> **練習問題**
- A) 地域の景況コメントで、各コメント末尾の括弧内に地域名に続いて記された業種や業態をすべて挙げてください。
- B) 地域の景況コメントについて、次の問いに答えてください。
(i) 北関東のコメントで、外国人の雇用に頼る動きがあるとされている分野は何ですか。
(ii) 南関東のコメントで、中止や部数削減などの見直しが多く出ている案件として挙げられているものは何ですか。
(iii) 北陸のコメントによると、値上げが直接的に利益の増加にならないのはなぜですか。
- C) 地域の景況コメントの最後の文の後に続く部分を書いてください。

北海道や東北だけではない。その他の地域も同様だ。
「従業員不足で、アルバイト、パートもなかなか見つからない状況がある。農作業、水産関係は、どうしても外国人の雇用に頼る動きがある。・・・・・・人件費はなかなか上げられない状況にある」(北関東、人材派遣会社)
「年末に向けた動きで、資材価格の高騰が影響し、カレンダー等の案件で中止や部数削減などの見直しが多く出ている」(南関東、出版・印刷・同関連産業)
「宿泊客に関しては、新型コロナウイルス明けの特需から少し落ち着いたような感じで、客足が思ったよりも伸びていない」(甲信越=都市型ホテル)
「8月までの好調がいったん収まり、来客数だけでなく売り上げも減少している。コンビニ業界ではロイヤリティが掛かるため、値上げが直接的に利益の増加にはならず、店舗の運営は厳しいままである」(北陸、コンビニ)
「電気代やガソリン価格の高騰や最低賃金の引上げ等で固定費は増えるいっぽうであるため、今後状況は更に悪化すると考える」(東海、会計事務所)

領域指示データ:

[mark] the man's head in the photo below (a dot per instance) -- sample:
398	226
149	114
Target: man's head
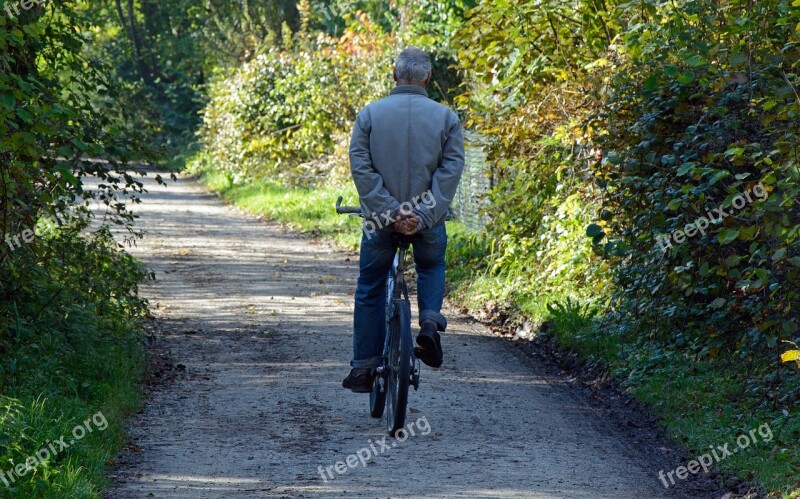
412	67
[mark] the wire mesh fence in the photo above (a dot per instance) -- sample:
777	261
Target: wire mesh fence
470	200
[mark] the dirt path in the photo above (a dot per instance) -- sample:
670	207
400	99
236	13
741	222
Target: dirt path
258	323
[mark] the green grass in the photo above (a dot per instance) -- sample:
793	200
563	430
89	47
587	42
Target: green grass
71	351
310	211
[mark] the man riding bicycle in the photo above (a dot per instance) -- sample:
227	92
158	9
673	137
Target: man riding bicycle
406	158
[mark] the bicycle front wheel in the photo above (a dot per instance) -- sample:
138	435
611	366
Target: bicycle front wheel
399	368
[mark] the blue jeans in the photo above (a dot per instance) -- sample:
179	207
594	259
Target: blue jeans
377	255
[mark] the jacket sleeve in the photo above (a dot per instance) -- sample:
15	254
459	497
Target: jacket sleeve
446	177
375	198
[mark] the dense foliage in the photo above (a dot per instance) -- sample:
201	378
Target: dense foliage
641	117
285	115
68	293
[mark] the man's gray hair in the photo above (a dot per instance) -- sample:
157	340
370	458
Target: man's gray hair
412	65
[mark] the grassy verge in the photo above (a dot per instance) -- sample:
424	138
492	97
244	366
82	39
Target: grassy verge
702	402
310	211
71	357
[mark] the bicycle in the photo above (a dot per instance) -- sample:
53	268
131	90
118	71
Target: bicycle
399	366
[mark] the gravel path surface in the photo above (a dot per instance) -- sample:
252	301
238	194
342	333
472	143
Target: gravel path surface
257	322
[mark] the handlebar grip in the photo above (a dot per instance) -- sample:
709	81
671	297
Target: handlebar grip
346	210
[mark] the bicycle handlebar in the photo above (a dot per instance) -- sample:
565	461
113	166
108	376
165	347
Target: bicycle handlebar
346	210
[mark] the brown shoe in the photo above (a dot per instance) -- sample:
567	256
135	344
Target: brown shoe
429	350
359	380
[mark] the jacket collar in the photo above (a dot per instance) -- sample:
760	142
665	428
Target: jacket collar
408	89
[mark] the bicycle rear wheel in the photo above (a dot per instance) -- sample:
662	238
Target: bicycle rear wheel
399	368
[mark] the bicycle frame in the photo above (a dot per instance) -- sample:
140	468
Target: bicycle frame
395	289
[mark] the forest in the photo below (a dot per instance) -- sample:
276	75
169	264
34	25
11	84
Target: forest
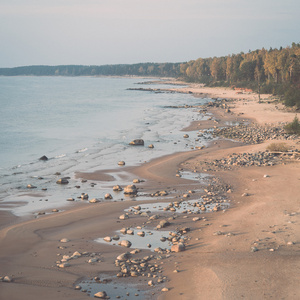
275	71
140	69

> **この練習の解答**
- A) 人材派遣会社、出版・印刷・同関連産業、都市型ホテル、コンビニ、会計事務所

- B)
(i) 農作業と水産関係
(ii) カレンダー等
(iii) コンビニ業界ではロイヤリティが掛かるため

- C)
「遅い時間に来店し、見切り品を購入する客が増えている」(近畿、スーパー)
「9月は通常、来客数が増える業界だが、今年は例年より極端に来客数が少なかった」(中国、乗用車販売店)
「主力である造船関係の受注は安定しているが、その他産業用機械関連の受注案件が減少傾向にある」(四国、製鋼業)
「延滞率や倒産件数は増加傾向にあり、景気はやや悪くなっている」(九州、金融業)
コロナ明け需要回復が一巡、物価上昇で貯蓄も目減り
どうやら「コロナ明け」の需要回復が一巡し、物価高や人手不足、さまざまなコロナ対策の期限切れ、果ては猛暑に暖冬という気候要因までが重なって、急速に景気の息切れ感が強まっているようなのである。
そうそう、10月1日から始まったインボイス制度も、中小零細事業者やフリーランスの働き手の心胆を寒からしめているはずだ。導入による歳入増はせいぜい2480億円だというから、本当にこの時期にやる必要があったのだろうか。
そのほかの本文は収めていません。